##### PROVIDED PASSAGE #####

Assad’s troops, backed by battle-hardened Lebanese Hezbollah fighters and emboldened by their capture of a strategic border town, are starting an offensive to regain the rebel-dominated north and remaining rebel strongholds around Damascus.

The pro-opposition Syrian Observatory for Human Rights said the rebels had seized an army checkpoint on the Ariha-Latakia stretch of an international highway that goes through Syria’s biggest city, Aleppo, to the Turkish border, reuters reports.

Other rebel groups said opposition forces had seized three checkpoints and needed to capture three more to cut off army access to the M5 highway.
“This is a very important battle in our move to put a stranglehold on regime supply lines from its stronghold on the coast into the north, particularly to Idlib city, which is one of the regime’s last footholds in Idlib province,” said Mohammed Fizo, a rebel spokesman speaking by Skype.
“The regime is responding by shelling the highway and sending fighter jets to bomb nearby villages.”

Assad’s forces aim to retake Aleppo, where they have been mired in a bloody stalemate with rebels for nearly a year.

World powers remain at odds about how to handle the Syrian crisis, which dominated the Group of Eight conference this week but led to no political breakthroughs. The United States wants Assad removed and has promised to arm the rebels, while Russia, the Syrian leader’s main arms supplier, opposes these policies.

Their disagreements have complicated their joint efforts to bring the Syrian government and opposition together for proposed “Geneva 2” peace talks, now not expected to start before August.

Assad’s military offensive aims to strengthen his hand in any negotiations, but his forces face a tough task in the north, where rebels hold swathes of territory, some adjacent to Turkey, which backs them and lets weapons and supplies cross the border.

Rebel spokesman Fizo said rebels had been working to isolate army checkpoints along the highway in Idlib for months. If they successfully seized the road, they would then move on to the army’s secondary supply route further north.

##### DATA RECORDS #####

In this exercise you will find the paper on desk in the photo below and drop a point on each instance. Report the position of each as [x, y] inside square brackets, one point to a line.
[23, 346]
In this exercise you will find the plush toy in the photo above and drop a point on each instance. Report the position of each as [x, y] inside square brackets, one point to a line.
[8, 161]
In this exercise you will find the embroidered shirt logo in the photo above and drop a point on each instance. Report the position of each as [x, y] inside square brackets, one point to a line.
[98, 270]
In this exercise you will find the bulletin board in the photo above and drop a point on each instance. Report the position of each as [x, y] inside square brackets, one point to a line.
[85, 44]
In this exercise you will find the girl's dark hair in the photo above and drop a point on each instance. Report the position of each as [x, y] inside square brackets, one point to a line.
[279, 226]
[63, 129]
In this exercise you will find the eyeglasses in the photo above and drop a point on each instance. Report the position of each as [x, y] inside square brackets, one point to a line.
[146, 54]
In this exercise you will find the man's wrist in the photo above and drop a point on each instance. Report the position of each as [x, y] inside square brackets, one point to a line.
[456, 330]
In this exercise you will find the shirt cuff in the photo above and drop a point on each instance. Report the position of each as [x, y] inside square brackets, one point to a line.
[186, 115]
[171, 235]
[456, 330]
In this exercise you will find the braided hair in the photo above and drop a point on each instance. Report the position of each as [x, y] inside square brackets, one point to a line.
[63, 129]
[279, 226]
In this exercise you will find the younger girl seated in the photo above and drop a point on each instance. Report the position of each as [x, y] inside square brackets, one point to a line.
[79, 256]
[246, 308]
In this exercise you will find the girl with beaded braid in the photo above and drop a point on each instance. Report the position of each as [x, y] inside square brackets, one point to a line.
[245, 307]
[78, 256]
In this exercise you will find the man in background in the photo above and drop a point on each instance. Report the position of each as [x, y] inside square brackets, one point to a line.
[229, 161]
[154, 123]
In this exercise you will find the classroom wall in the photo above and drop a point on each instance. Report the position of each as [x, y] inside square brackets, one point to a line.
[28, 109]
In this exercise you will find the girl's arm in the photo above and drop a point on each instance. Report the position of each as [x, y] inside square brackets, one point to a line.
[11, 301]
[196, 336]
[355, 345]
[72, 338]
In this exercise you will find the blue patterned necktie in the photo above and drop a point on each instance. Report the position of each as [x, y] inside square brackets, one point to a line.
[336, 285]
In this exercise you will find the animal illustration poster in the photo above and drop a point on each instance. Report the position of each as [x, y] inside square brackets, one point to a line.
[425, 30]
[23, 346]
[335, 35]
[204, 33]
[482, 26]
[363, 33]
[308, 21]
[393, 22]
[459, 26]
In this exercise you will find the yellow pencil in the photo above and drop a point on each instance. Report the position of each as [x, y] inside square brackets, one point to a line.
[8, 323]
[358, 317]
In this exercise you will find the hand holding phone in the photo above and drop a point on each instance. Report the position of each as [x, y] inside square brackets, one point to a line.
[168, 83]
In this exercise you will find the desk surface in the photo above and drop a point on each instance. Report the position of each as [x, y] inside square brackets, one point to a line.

#####

▸ REQUIRED WORK
(a) In the news excerpt about the Syrian conflict, how many more checkpoints did other rebel groups say opposition forces needed to capture to cut off army access to the M5 highway?
(b) Continue the news excerpt about the Syrian conflict from where it stops.

▸ EXPECTED RESULTS
(a) Three more.

(b)
Rami Abdelrahman, head of the British-based Observatory, said that a successful rebel campaign could sever all ground supply routes into northern Syria from the Mediterranean coast, where many of Syria’s most fortified military sites are located.

The coast is home to many minority Alawites, whose sect is an offshoot of Shi’ite Islam and who form Assad’s core support group.

In the port city of Latakia, part of Assad’s coastal stronghold where rebel attacks have been rare, opposition and state media said an arms store on a military site had exploded.

State television said the blast was caused by a technical fault and had wounded six people. The Observatory said 13 soldiers had been hurt, some of whom were in critical condition. It said the cause of the blast was still unclear.

Syria’s 27-month-old conflict began as a protest movement against four decades of Assad family rule, but has evolved into a civil war that has killed more than 93,000 people.

The violence risks splitting Syria between Alawites, Sunni Muslims and Kurds, and igniting a regional conflict as Hezbollah and Iraqi Shi’ite fighters join Assad’s forces and foreign Islamist militants line up with mostly Sunni Syrian rebels.

A Syrian rebel unit claimed responsibility in a video for killing four Shi’ite men in Lebanon this week, saying they were Hezbollah fighters trying to enter Syria.

When Assad’s forces captured Qusair, in central Homs province near the Lebanese border, earlier this month, they had the support of Lebanese Shi’ite towns loyal to Hezbollah.